──────── Material for this exercise ────────
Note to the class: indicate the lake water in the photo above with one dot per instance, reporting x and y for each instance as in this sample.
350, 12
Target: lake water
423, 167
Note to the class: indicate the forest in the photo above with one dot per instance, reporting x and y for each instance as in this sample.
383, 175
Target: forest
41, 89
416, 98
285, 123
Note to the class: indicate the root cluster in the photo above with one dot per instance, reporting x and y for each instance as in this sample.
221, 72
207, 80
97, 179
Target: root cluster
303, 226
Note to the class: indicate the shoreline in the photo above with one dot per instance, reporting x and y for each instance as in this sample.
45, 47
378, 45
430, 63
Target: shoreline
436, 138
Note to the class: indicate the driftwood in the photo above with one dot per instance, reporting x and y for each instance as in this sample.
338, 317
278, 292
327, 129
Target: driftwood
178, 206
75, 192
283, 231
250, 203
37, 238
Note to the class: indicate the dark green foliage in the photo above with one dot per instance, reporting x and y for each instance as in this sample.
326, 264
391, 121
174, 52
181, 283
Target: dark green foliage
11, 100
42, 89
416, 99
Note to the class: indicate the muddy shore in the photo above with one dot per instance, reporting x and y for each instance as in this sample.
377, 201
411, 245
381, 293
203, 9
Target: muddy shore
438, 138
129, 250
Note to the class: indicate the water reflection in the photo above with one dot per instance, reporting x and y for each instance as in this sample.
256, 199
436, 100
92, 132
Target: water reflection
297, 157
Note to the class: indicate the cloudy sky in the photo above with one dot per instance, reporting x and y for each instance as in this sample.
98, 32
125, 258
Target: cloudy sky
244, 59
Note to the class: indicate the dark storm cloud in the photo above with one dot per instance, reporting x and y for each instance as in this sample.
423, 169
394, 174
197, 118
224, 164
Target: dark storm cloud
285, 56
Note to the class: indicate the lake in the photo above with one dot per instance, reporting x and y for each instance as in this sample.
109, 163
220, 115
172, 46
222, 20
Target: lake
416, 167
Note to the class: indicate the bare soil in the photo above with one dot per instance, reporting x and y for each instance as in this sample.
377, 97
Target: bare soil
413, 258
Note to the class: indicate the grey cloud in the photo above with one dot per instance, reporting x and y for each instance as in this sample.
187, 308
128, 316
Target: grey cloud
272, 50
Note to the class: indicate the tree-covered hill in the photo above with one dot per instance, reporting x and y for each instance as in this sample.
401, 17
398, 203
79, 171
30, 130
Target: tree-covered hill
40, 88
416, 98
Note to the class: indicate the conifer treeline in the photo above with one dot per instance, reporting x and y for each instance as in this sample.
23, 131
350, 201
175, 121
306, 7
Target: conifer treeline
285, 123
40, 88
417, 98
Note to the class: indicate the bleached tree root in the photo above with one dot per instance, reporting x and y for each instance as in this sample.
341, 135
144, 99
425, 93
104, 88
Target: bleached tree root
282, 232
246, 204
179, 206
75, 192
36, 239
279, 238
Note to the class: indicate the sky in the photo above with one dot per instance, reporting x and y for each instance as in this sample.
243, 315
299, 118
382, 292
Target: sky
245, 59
────────
__Work required__.
Set down each record verbatim.

__Result of the exercise__.
Note to the class: indicate the lake water in the photo above with one dot per instance, reporting x and y for each instance as in this sample.
350, 12
Target: lake water
423, 167
Note to the class: indicate the forest in the photo above with one dot per instance, reporting x and y for each instance as in this sample.
383, 175
Target: forest
41, 89
416, 98
285, 123
Note to the class: indicate the root cluster in the photo above with one dot per instance, reporting x and y for each instance as in this sample.
221, 72
207, 80
97, 179
Target: root cluster
303, 226
Note to the class: indicate the shoreline in the photo above with one dot per instance, reporting x and y for each instance as in this sample.
45, 47
378, 45
430, 63
Target: shoreline
436, 138
Note to the class: indicate the driftwood in the photo above with one dot per instance, reporting x and y for each instance as in this sample.
338, 317
278, 292
327, 129
Target: driftwood
178, 206
75, 192
283, 231
250, 203
37, 238
Note to the class: indicate the dark green foliage in the photo above with one dot per instance, reporting x and y for each instance as in this sample.
326, 264
391, 121
174, 52
181, 283
Target: dark green foliage
11, 100
42, 89
416, 99
Note to the class: indicate the muddy shore in the photo above with one dot per instance, reporting x and y for each instance as in this sample.
377, 201
411, 245
381, 293
203, 9
Target: muddy shore
438, 138
129, 250
Note to the class: indicate the water reflection in the photo above with one dot per instance, reporting x and y for each instance as in this sample.
256, 199
436, 100
92, 132
Target: water reflection
297, 157
Note to the class: indicate the cloudy sky in the photo above with one dot per instance, reporting x and y for each instance as in this sample.
98, 32
125, 258
Target: cloudy sky
244, 59
Note to the class: indicate the dark storm cloud in the photo above with one dot per instance, reporting x and y for each instance as in this sample.
423, 169
394, 174
197, 118
224, 164
Target: dark storm cloud
285, 56
Note to the class: indicate the lake in the photo above with one dot per instance, reporting x and y for each instance as in this sample.
109, 163
220, 115
172, 46
222, 20
Target: lake
416, 167
Note to the class: indicate the bare soil in the photo above with one dot per instance, reporting x and y for each instance as in this sample.
377, 97
Target: bare soil
413, 258
Note to the class: indicate the grey cloud in the photo above with one dot per instance, reporting x and y for each instance as in this sample.
187, 308
128, 316
Target: grey cloud
272, 50
Note to the class: indicate the tree-covered hill in the photo above with one dot per instance, reporting x and y for each instance as in this sample.
401, 17
398, 203
79, 171
30, 130
Target: tree-covered hill
40, 88
416, 98
Note to the class: indicate the conifer treeline in the photo above with one dot per instance, reporting x and y for each instance as in this sample.
23, 131
350, 201
175, 121
306, 7
Target: conifer treeline
285, 123
40, 88
417, 98
Note to the class: indicate the bleached tree root in the photo above with one dot per instance, reporting x and y for each instance as in this sample.
341, 135
144, 99
425, 93
104, 88
Target: bleached tree root
282, 232
246, 204
179, 206
75, 192
36, 239
279, 238
Note to the class: indicate the sky in the photo above with one dot per instance, reporting x and y for each instance as in this sample.
243, 315
299, 118
382, 292
Target: sky
245, 59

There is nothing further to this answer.